=== TRECHO SELECIONADO ===
+ + + +

Não é muito comum um gênero artístico ser criado por uma
só pessoa, num curto espaço de tempo.
Podemos dizer que Luiz Gonzaga e Humberto Teixeira
criaram o baião nos anos 1940 no Rio de Janeiro, e que Edgar Allan Poe inventou
o romance detetivesco moderno em 1841 quando publicou “The Murders of the Rue
Morgue”.
Borges lembra, numa conferência famosa, que a literatura
policial produziu não somente um novo tipo de história (voltada para a
elucidação de um crime inexplicável) . Produziu um novo tipo de leitor. Um
leitor que, sabendo que vai haver uma solução, quer chegar a ela antes do
detetive. Um leitor mais desconfiado, mais atento, mais pronto para duvidar do
autor.
Num grande llivro policial sendo lido por um grande
leitor não passa uma corrente de ar que não deixe alguma dúvida e desconfiança
quanto à razão de sua passagem justamente ali, naquele local, entre aquelas
pessoas... Tudo é suspeito, tudo é duvidoso. Antes do romance policial, é
possível que de fato ninguém lesse um romance com esse tipo de prevenção, com
essa atenção extra ao jogo, à competição implícita.
Pierre Bayard é um psicanalista e escritor francês. Com
algumas obras poucas, mas firmemente argumentadas, ele está criando um novo gênero:
o romance crítico de detetive (“detective criticism”).
É um livro em formato de ensaio onde o autor, insatisfeito
com o culpado apontado pelo detetive numa obra clássica, reinterpreta a
história, recontando as peripécias, mostrando sua própria versão e apontando um
novo culpado.
Bayard fez isso nas suas desconstruções metalinguísticas
de duas obras célebres (e dois dos meus clássicos preferidos): O Assassinato de Roger Ackroyd (1926) de
Agatha Christie e O Cão dos Baskervilles (1902)
de Conan Doyle. Bayard também tem pelo menos um livro publicado no Brasil: Como falar dos livros que não lemos? (Objetiva,
2008), mas não posso falar sobre este porque não o li.
Na primeira das suas reescrituras (Qui a tué Roger Ackroyd?, 1998) Bayard faz um detalhado resumo do
romance de Agatha Christie e reexamina ponto por ponto os fatos que conduziram
ao crime, as suspeitas infundadas, os detalhes que não batiam. Ele mostra a
solução apresentada por Hercule Poirot, mas mostra que a solução não se
sustenta.
O passo seguinte para Bayard é pegar todos os elementos
criados e arranjados por Agatha Christie e inventar baseado neles uma versão
ainda melhor que a de Agatha Christie.
E ele o faz. Sua
teoria é tão verossímil quanto a de Lady Agatha, e o assassino que ele aponta é
de repente uma hipótese ainda mais interessante. (Falei sobre o livro aqui: http://mundofantasmo.blogspot.com.br/2010/04/1917-quem-matou-roger-ackroyd-152009.html).
A segunda reescritura de Bayard intitulou-se L’Affaire du Chien des Baskervilles (2008)
e neste caso li a tradução norte-americana de Charlotte Mandell, Sherlock Holmes was Wrong (New York,
Bloomsbury, 2008).

+ + + +

=== TAREFAS ===
• A. Transcreva do trecho sobre romance policial a parte que começa em "Na primeira das" e termina em "de Agatha Christie.".
• B. Indique se cada afirmação concorda com o trecho sobre romance policial, respondendo sim ou não e citando literalmente as palavras decisivas: (i) Edgar Allan Poe publicou "The Murders of the Rue Morgue" em 1841; (ii) Pierre Bayard é um psicanalista e escritor belga; (iii) quem escreve o texto leu Como falar dos livros que não lemos?.
• C. Segundo o trecho sobre romance policial, em que ano saiu Qui a tué Roger Ackroyd?, a primeira reescritura de Bayard?

Registros de anotação de pontos:
+ + + +

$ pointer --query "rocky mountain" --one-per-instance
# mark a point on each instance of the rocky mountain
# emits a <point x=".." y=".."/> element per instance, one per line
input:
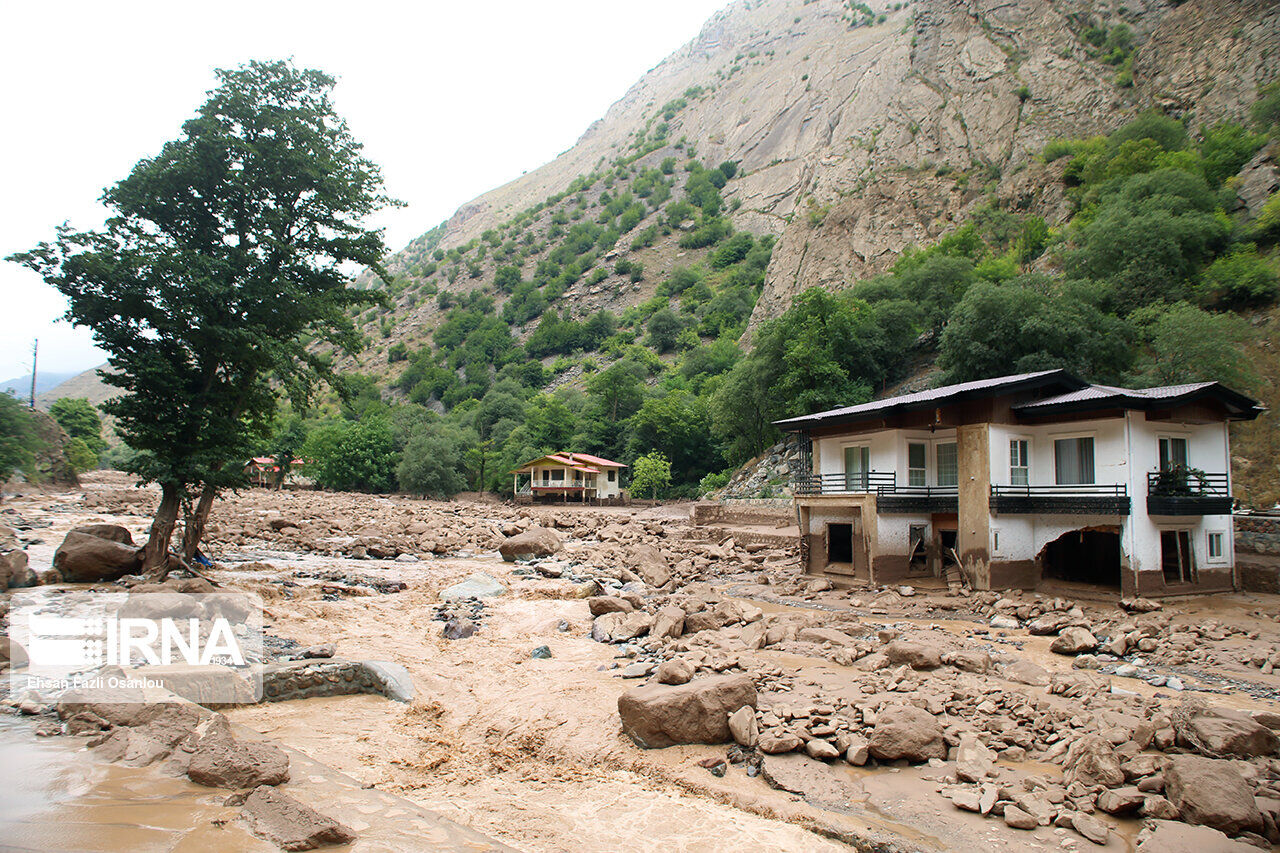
<point x="858" y="131"/>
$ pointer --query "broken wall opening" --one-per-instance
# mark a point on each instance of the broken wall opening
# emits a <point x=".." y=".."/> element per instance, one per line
<point x="1086" y="556"/>
<point x="840" y="543"/>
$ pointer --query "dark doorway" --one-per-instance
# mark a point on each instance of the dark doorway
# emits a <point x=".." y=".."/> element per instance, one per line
<point x="1175" y="556"/>
<point x="1084" y="556"/>
<point x="840" y="543"/>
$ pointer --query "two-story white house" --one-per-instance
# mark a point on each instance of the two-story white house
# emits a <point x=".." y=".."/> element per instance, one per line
<point x="1022" y="479"/>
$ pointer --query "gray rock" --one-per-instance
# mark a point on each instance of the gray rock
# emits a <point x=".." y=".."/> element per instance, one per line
<point x="478" y="585"/>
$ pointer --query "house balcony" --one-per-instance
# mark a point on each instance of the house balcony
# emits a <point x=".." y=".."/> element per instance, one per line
<point x="1086" y="498"/>
<point x="890" y="497"/>
<point x="1188" y="492"/>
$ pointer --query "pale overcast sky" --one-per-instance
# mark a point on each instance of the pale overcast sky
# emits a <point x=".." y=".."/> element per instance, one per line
<point x="451" y="99"/>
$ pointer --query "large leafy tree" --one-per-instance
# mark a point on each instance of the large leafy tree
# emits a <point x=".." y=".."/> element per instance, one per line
<point x="218" y="278"/>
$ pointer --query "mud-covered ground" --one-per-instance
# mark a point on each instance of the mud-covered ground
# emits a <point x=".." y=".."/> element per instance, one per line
<point x="1043" y="721"/>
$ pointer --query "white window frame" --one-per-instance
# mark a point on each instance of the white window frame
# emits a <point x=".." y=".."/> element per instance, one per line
<point x="1208" y="547"/>
<point x="1063" y="437"/>
<point x="844" y="460"/>
<point x="923" y="443"/>
<point x="1027" y="460"/>
<point x="1165" y="437"/>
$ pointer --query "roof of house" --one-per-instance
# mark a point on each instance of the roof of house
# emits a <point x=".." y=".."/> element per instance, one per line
<point x="1075" y="395"/>
<point x="584" y="463"/>
<point x="1240" y="406"/>
<point x="936" y="396"/>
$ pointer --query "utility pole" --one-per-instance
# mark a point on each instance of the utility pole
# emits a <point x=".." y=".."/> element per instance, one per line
<point x="35" y="357"/>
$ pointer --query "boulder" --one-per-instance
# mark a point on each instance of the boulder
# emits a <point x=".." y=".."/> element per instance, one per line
<point x="85" y="557"/>
<point x="223" y="761"/>
<point x="618" y="628"/>
<point x="973" y="758"/>
<point x="661" y="715"/>
<point x="1074" y="641"/>
<point x="289" y="824"/>
<point x="602" y="605"/>
<point x="650" y="565"/>
<point x="775" y="743"/>
<point x="14" y="571"/>
<point x="744" y="728"/>
<point x="1221" y="733"/>
<point x="534" y="542"/>
<point x="906" y="731"/>
<point x="1211" y="792"/>
<point x="476" y="585"/>
<point x="1091" y="761"/>
<point x="918" y="656"/>
<point x="675" y="671"/>
<point x="1169" y="836"/>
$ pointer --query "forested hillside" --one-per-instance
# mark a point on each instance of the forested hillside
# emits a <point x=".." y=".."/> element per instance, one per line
<point x="817" y="201"/>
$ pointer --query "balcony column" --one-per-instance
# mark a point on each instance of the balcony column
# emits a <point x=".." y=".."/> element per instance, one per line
<point x="973" y="533"/>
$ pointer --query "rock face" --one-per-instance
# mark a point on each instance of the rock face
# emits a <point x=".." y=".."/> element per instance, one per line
<point x="661" y="715"/>
<point x="86" y="556"/>
<point x="223" y="761"/>
<point x="905" y="731"/>
<point x="534" y="542"/>
<point x="291" y="825"/>
<point x="1223" y="733"/>
<point x="1166" y="836"/>
<point x="1212" y="793"/>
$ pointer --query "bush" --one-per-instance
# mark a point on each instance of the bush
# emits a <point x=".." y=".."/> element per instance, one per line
<point x="1237" y="281"/>
<point x="432" y="464"/>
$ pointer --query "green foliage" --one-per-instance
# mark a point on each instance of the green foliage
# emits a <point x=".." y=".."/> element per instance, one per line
<point x="80" y="419"/>
<point x="211" y="281"/>
<point x="80" y="456"/>
<point x="1185" y="343"/>
<point x="1238" y="281"/>
<point x="19" y="441"/>
<point x="650" y="474"/>
<point x="433" y="463"/>
<point x="1151" y="236"/>
<point x="1029" y="324"/>
<point x="357" y="456"/>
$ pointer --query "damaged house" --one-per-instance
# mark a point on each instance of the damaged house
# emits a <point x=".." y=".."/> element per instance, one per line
<point x="1019" y="479"/>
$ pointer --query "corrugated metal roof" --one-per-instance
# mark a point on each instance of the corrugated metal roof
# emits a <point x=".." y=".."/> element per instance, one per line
<point x="932" y="396"/>
<point x="1098" y="396"/>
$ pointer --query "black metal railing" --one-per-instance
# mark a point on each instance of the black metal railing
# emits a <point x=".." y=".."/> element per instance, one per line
<point x="1061" y="498"/>
<point x="844" y="483"/>
<point x="1187" y="483"/>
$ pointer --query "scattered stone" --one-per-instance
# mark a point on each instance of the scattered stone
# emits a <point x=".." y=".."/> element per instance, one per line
<point x="534" y="542"/>
<point x="1214" y="793"/>
<point x="675" y="671"/>
<point x="478" y="585"/>
<point x="906" y="731"/>
<point x="1074" y="641"/>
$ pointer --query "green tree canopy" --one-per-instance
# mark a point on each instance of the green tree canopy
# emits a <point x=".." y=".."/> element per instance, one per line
<point x="80" y="419"/>
<point x="223" y="259"/>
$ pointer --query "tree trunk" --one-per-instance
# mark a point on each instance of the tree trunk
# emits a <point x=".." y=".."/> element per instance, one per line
<point x="155" y="553"/>
<point x="195" y="528"/>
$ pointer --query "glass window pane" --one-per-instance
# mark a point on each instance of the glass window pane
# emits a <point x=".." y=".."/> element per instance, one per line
<point x="1073" y="461"/>
<point x="947" y="470"/>
<point x="915" y="465"/>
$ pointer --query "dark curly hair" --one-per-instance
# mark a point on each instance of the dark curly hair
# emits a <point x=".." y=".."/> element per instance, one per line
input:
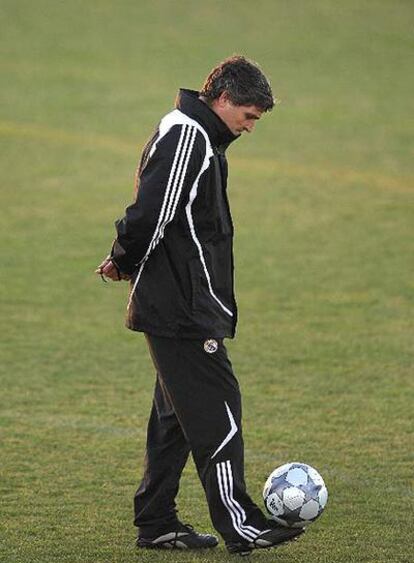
<point x="242" y="80"/>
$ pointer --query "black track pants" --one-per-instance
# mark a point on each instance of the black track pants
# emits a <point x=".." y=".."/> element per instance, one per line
<point x="197" y="408"/>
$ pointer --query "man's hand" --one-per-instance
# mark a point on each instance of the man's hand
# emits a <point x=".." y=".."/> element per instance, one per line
<point x="107" y="269"/>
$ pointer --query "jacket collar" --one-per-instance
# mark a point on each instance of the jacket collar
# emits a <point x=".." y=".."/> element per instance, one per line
<point x="189" y="103"/>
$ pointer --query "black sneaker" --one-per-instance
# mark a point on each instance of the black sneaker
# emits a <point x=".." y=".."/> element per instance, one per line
<point x="273" y="537"/>
<point x="182" y="536"/>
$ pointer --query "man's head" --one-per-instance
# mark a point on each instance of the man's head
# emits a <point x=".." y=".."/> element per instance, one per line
<point x="239" y="92"/>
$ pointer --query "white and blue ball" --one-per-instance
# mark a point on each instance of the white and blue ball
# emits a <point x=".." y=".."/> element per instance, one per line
<point x="295" y="495"/>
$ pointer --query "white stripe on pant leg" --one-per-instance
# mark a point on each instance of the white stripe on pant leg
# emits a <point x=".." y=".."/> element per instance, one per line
<point x="236" y="504"/>
<point x="237" y="509"/>
<point x="235" y="517"/>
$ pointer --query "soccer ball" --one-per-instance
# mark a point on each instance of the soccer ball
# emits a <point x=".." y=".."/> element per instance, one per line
<point x="295" y="495"/>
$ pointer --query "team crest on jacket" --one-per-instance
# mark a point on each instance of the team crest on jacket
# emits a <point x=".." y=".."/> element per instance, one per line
<point x="210" y="346"/>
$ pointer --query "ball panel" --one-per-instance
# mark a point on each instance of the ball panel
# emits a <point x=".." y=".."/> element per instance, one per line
<point x="293" y="498"/>
<point x="315" y="476"/>
<point x="309" y="510"/>
<point x="274" y="504"/>
<point x="323" y="497"/>
<point x="297" y="476"/>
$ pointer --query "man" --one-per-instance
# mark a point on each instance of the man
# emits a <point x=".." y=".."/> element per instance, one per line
<point x="175" y="245"/>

+ + + +

=== SOLUÇÕES DAS TAREFAS ===
• A.
Na primeira das suas reescrituras (Qui a tué Roger Ackroyd?, 1998) Bayard faz um detalhado resumo do
romance de Agatha Christie e reexamina ponto por ponto os fatos que conduziram
ao crime, as suspeitas infundadas, os detalhes que não batiam. Ele mostra a
solução apresentada por Hercule Poirot, mas mostra que a solução não se
sustenta.
O passo seguinte para Bayard é pegar todos os elementos
criados e arranjados por Agatha Christie e inventar baseado neles uma versão
ainda melhor que a de Agatha Christie.

• B.
(i) Sim: "Edgar Allan Poe inventou o romance detetivesco moderno em 1841 quando publicou “The Murders of the Rue Morgue”".
(ii) Não: "Pierre Bayard é um psicanalista e escritor francês".
(iii) Não: "mas não posso falar sobre este porque não o li".

• C. Em 1998.